Questions on the material |
(1) According to the passage on Japanese pantry staples, at what point in cooking should toasted sesame oil be added?
(2) Copy the part of the passage on Japanese pantry staples that opens with the words containing "10. Syoga (Fresh" and closes with "grab fresh ginger!", and swap "superfood" for "root".

Source passage |

========================================================================

What is dashi? Dashi is a sea-based cooking stock essential to many Japanese dishes. It is a building block in dishes like miso soup, udon noodle dish, and all other nimono dishes (meaning simmering dishes). Similar to chicken stock, homemade dashi can be made by soaking and cooking kombu (dried kelp), katsuobushi (dried bonito flakes), niboshi (dried sardines), or a combination of these in water. In a perfect world, we all have time and energy to cook dashi from scratch. Of course, homemade stock always make your food taste better, and it sounds so cool to say “oh I make my own dashi (with an accent) for miso soup”. But really though, I cannot deny the sheer convenience of store-bought stock, whether it is chicken stock or dashi. Also frankly, making miso soup with store-bought dashi is way better than not making miso soup just because you did not have time to prepare homemade dashi. So which store brand to choose? I always go with non-MSG dashi powder like this one from Amazon or Japanese market like Mitsuwa (you may find cheaper options at Japanese market than Amazon).
Toasted sesame oil is a flavor booster! It adds nice nutty aroma and rich toasty flavor. A little bit goes a long way. The key is to add sesame oil toward the end of cooking process, as the fragrance gets lost when it is heated for a long time. As a finishing touch, I add a tablespoon or so to stir-fry, gyoza dumplings, and hijiki no nimono (simmered hijiki seaweed dish). Toasted sesame oil is different from non-toasted sesame oil. One you find on an Asian isle at a grocery store is most likely toasted sesame oil which is for finishing and flavoring, whereas sesame oil is for cooking. How to distinguish? A color. Toasted sesame oil got a beautiful umber color vs an olive oil like color of non-toasted sesame oil. Store in a fridge once opened.
Japanese toasted seaweed is usually sold as “sushi nori” on Amazon and at Japanese market. There are two major types of nori; Ajinori (flavored seaweed) and yakinori (unseasoned toasted seaweed). In the last couple years, flavored nori became increasingly popular for healthy snacks. Japanese people often use ajinori for rice balls, but for cooking, I recommend having unseasoned toasted seaweed in stock. You can of course use it for sushi but also as a garnish for salad and Japanese inspired pasta dishes. Nori has to be earthy and crispy. If you can, find one with less sheet counts. That way, you can use it up before it socks up moisture and becomes soggy.
10. Syoga (Fresh Ginger)
One thing I purchase at a grocery store every week without failing is ginger. Fresh ginger adds a sharp yet not-super-hot spicy taste. You can use fresh ginger from stir fried rice to soup, to seaweed salad, to a marinade for syogayaki (ginger pork dish). If ketchup makes any dish kids-friendly, ginger “adult-nize”s any dish with a subtle accent. Besides being a tasty spice, this underrated superfood is a digestion helper, cold fighter, and low blood sugar promoter. Ginger powder works well for baking but does not add the same potent and warm flavor and aroma to savory dishes so make sure to grab fresh ginger!

========================================================================

Data records |
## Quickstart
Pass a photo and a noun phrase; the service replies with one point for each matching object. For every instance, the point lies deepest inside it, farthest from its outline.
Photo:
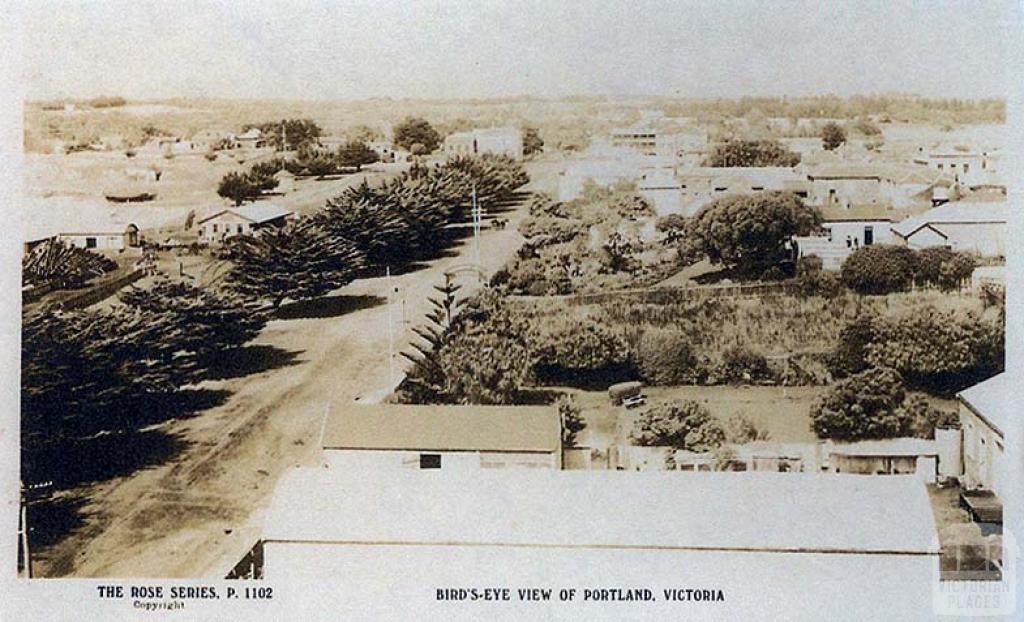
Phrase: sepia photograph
(512, 309)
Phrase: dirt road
(199, 512)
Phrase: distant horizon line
(523, 97)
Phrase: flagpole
(476, 229)
(390, 330)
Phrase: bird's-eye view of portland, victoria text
(334, 289)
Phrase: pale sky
(481, 48)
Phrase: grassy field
(772, 324)
(781, 411)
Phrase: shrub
(832, 136)
(571, 418)
(579, 349)
(867, 405)
(850, 355)
(752, 153)
(943, 267)
(927, 418)
(879, 270)
(740, 364)
(681, 424)
(749, 232)
(942, 351)
(739, 429)
(665, 357)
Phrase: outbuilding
(442, 437)
(973, 226)
(245, 220)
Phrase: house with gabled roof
(966, 225)
(245, 220)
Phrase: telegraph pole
(390, 330)
(24, 533)
(476, 231)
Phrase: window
(430, 460)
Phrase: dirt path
(200, 512)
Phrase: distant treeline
(896, 108)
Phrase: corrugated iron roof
(444, 427)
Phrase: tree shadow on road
(328, 306)
(253, 359)
(50, 519)
(100, 458)
(72, 467)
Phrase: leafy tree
(291, 134)
(577, 349)
(86, 372)
(740, 429)
(531, 141)
(364, 133)
(674, 227)
(666, 357)
(752, 153)
(682, 424)
(318, 163)
(850, 356)
(832, 136)
(740, 364)
(55, 263)
(415, 130)
(750, 233)
(866, 127)
(944, 351)
(943, 267)
(356, 154)
(813, 281)
(879, 268)
(867, 405)
(296, 261)
(571, 418)
(239, 188)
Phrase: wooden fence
(664, 295)
(98, 292)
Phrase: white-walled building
(965, 166)
(375, 535)
(499, 140)
(245, 220)
(83, 224)
(986, 416)
(601, 171)
(663, 190)
(845, 230)
(964, 225)
(442, 437)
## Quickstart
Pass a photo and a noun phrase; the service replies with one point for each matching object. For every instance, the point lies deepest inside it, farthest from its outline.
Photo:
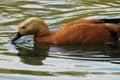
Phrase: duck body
(76, 32)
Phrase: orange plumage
(76, 32)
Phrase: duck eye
(23, 27)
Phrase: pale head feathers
(34, 26)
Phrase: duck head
(32, 26)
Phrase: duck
(83, 31)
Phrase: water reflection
(38, 53)
(33, 56)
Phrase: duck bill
(16, 37)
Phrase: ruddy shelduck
(95, 31)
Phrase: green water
(29, 61)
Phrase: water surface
(29, 61)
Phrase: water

========================================================================

Per-task answers |
(1) Toward the end of the cooking process.

(2)
10. Syoga (Fresh Ginger)
One thing I purchase at a grocery store every week without failing is ginger. Fresh ginger adds a sharp yet not-super-hot spicy taste. You can use fresh ginger from stir fried rice to soup, to seaweed salad, to a marinade for syogayaki (ginger pork dish). If ketchup makes any dish kids-friendly, ginger “adult-nize”s any dish with a subtle accent. Besides being a tasty spice, this underrated root is a digestion helper, cold fighter, and low blood sugar promoter. Ginger powder works well for baking but does not add the same potent and warm flavor and aroma to savory dishes so make sure to grab fresh ginger!